= CONSIGNE 1 =
Répondez aux questions suivantes à partir de l'extrait à lire.
(a) Combien de soldats accompagnaient le lieutenant de roi à son arrivée ?
(b) Quel chirurgien fut mandé sur les lieux ?
(c) Quel métier exerçait l'interprète nommé d'office pour l'esclave ?

= EXTRAIT À LIRE =
▼
Pendant qu’on pansait les blessures, le lieutenant de roi, Nicolas-Joseph de Noyelles de Fleurimont, survint avec quatre soldats ; il monta au grenier, aperçut la pendue et demanda à Théodore Panneton de couper la corde. Le chirurgien Charles Alavoine, mandé sur les lieux, arriva à son tour ; il fit porter l’esclave sur un lit et, constatant des signes de vie, il pratiqua une bonne saignée. Une demi-heure plus tard, l’esclave reprit connaissance et les dames se remettaient de leurs blessures qui n’étaient que superficielles.

L’enquête débuta le jour même, en présence du notaire Jean Le Proust, juge en cette partie, étant donné l’absence de René-Ovide Hertel* de Rouville, lieutenant général civil et criminel. Ce jour-là et les suivants, de nombreux témoins défilèrent devant le tribunal. L’esclave, qui ne parfait que la langue des Outaouais, eut recours à un interprète nommé d’office, l’armurier Joseph Chevalier. D’après la version de l’accusée, les coups furent donnés, non pour tuer, mais pour faire peur seulement ; elle ne pensait point mériter de punition pour avoir maltraité ses maîtresses et, si elle avait voulu se suicider, ce n’était ni par regret ni par crainte.
▲
= DONNÉES DE LA TÂCHE =
▼
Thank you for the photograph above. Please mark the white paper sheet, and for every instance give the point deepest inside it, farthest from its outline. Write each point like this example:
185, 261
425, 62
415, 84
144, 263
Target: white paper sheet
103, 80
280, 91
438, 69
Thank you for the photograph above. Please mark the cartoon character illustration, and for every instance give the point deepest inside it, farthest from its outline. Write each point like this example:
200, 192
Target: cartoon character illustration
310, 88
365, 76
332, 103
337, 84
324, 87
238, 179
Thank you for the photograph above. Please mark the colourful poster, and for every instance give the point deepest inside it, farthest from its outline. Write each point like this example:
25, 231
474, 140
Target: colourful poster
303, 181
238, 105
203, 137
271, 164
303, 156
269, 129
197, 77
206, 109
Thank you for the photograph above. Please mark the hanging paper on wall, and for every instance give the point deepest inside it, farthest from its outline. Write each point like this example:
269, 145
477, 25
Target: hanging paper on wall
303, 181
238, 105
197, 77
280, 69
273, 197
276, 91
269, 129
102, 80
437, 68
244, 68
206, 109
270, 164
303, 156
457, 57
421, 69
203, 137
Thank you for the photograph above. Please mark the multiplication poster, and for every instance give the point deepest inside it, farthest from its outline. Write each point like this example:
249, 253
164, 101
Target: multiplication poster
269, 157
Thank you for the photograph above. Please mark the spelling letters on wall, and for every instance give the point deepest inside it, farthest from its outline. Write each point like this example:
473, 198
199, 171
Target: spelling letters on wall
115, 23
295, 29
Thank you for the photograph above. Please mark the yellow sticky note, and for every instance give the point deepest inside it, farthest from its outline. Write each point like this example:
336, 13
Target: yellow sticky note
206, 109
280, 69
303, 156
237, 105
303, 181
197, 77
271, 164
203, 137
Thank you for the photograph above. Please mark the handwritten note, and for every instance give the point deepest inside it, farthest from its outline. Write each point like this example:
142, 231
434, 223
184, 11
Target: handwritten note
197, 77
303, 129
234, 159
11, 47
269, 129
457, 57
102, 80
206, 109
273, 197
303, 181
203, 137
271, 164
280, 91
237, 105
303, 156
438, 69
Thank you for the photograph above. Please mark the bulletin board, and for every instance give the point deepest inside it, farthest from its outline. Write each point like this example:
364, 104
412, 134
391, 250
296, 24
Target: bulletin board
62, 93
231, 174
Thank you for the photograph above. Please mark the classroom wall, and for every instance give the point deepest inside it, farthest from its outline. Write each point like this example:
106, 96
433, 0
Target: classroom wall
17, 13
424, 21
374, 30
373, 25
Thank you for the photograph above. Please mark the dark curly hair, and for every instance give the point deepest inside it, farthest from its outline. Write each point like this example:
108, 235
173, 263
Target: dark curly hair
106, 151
▲
= CONSIGNE 2 =
Quelles lignes de la liste contiennent le mot "white" ? Repérez-les et recopiez chacune d'elles en entier.

= RÉSULTAT FINAL 1 =
(a) Quatre soldats.
(b) Charles Alavoine.
(c) Il était armurier.

= RÉSULTAT FINAL 2 =
Thank you for the photograph above. Please mark the white paper sheet, and for every instance give the point deepest inside it, farthest from its outline. Write each point like this example:
Target: white paper sheet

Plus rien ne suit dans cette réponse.